→ Tasks for this exercise:
- a) Answer these questions using the passage on Cleveland and Columbus real estate:
(i) What price per acre does James Wolf call "pretty much standard" for industrial park property south of Cleveland?
(ii) Among how many American cities did SIOR's annual year-end survey rank office vacancy rates?
(iii) What company employs Michael J. Irwin as a vice president?
- b) Reproduce word for word the part of the passage on Cleveland and Columbus real estate that begins at "SIOR's annual year-end" and stops after "market is tight.".
- c) Carry on the passage on Cleveland and Columbus real estate from the point where it ends.

→ Passage for review:
James Wolf, president of CRESCO, a Cleveland area industrial real estate specialist firm, notes that property in industrial parks south of Cleveland that went for $30,000 per acre to $40,000 per acre a couple years ago are "$55,000, pretty much standard." And space at the 250-acre Airport Industrial Park being developed by the city near Cleveland Hopkins International Airport, could go for as much as $60,000 to $70,000, including assessment, he says.
Columbus and Cleveland have at least one thing in common in the office real estate market: Any company looking for large chunks of available contiguous space in suburban Class-A buildings is going to have a difficult time. In Columbus, the same is true for downtown office space.
SIOR's annual year-end survey found Columbus has the lowest office vacancy rate, 3.1% of 17 million sq. ft. tracked, among 110 American cities. While similar studies by local real estate companies found the rate to be above that, most observers agree the Columbus market is tight.
The situation remains basically unchanged this year, says Michael J. Irwin, vice president in the Columbus office of The Galbreath Co., the national real-estate management company. "There's still a low vacancy rate," he says, "and there are not a lot of large chunks of contiguous space out there."

→ Data section:

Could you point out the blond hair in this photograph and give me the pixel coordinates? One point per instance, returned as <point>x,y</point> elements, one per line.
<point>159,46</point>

→ Task responses:
- a)
(i) $55,000 per acre.
(ii) 110 cities.
(iii) The Galbreath Co.

- b)
SIOR's annual year-end survey found Columbus has the lowest office vacancy rate, 3.1% of 17 million sq. ft. tracked, among 110 American cities. While similar studies by local real estate companies found the rate to be above that, most observers agree the Columbus market is tight.

- c)
Statistics from CB Commercial show a 6.57% vacancy rate for the 7 million sq. ft. of office space in downtown Columbus, down from 7.45% at the end of last year. Meanwhile, while the rate for the 9.3 million sq. ft. suburban market slipped to 8.12% from 9.58%. Class-A vacancies as of June 30 were 4.46% downtown and 6.81% in the suburbs.
Cleveland had significantly higher numbers, due to several major downtown office towers which came online earlier in the decade. Still, the vacancy rates were improving slightly, with the total 33.7 million sq. ft. market's vacancies declining to 18.09% at the end of the second quarter from 18.52% at year-end 1994, according to a quarterly analysis by Grubb & Ellis.
The strongest and most-improved Cleveland-area market has been the south, including Rockside Road, where the vacancy rate for the 3.3 million sq. ft. of office space there has declined to 6.32% from 10.4%. "The south suburbs have rebounded in fine fashion during the last 18 months," says Christopher J. Livingston, vice president in Galbreath's Cleveland office.
Overall, the suburbs' 12.8 million sq. ft. of space has a 12.18% vacancy rate, improved from 12.62% at the end of 1994. Meanwhile, the vacancy rate slipped slightly to 21.7 1 % for the 20.9 million sq. ft. of downtown office space, although the rate along Euclid Avenue, including a number of older, obsolete buildings, was a staggering 36%, according to a 1995 office market survey by Victor S. Voinovich Co., Cleveland.
Low vacancy rates plus a demand for space, especially by growing companies already in central Ohio, have propelled a mini-boom for office development in Columbus, especially outside the central business district.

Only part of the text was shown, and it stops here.